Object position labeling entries
>> Start
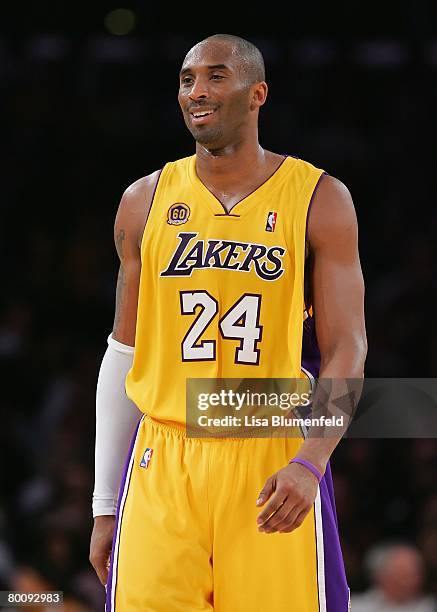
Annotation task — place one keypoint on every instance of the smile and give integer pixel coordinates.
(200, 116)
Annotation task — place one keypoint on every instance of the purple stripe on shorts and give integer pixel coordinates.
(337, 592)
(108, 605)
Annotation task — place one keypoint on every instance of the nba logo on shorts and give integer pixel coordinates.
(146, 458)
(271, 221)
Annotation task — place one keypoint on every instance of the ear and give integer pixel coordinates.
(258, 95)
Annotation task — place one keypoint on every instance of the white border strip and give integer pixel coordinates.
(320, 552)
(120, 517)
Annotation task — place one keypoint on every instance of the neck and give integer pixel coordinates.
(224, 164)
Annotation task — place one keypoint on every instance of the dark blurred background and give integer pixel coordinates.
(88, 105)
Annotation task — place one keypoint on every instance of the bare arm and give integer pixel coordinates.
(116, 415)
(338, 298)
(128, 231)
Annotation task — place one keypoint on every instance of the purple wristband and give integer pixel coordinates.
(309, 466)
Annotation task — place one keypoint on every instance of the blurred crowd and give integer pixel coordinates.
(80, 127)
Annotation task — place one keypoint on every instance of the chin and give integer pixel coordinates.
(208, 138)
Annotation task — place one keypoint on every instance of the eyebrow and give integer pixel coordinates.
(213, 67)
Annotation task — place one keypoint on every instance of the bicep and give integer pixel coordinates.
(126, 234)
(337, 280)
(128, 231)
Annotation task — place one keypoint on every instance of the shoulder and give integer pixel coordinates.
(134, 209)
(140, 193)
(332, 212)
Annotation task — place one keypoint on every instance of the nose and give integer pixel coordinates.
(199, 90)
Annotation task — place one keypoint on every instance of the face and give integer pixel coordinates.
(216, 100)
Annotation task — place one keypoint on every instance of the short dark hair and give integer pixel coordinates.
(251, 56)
>> End
>> Start
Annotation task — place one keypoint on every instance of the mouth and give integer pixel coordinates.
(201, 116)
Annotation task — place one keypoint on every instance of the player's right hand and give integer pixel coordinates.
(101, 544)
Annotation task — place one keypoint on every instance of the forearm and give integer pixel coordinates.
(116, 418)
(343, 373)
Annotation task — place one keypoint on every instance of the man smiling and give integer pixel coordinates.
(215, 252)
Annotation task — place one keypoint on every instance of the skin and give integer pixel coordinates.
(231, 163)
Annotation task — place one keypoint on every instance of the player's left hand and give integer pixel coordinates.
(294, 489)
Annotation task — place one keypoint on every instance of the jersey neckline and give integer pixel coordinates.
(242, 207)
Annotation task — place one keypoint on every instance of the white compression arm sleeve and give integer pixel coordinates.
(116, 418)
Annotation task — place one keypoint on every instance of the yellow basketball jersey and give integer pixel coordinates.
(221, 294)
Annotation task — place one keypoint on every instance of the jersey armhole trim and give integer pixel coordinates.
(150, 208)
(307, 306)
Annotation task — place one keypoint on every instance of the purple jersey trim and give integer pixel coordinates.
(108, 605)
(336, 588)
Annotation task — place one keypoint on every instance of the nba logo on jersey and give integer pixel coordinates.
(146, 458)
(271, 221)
>> End
◆ **Given request**
How many lines in the entries above contain the word "white"? Reply with the number alone.

◆ **Response to this exercise**
2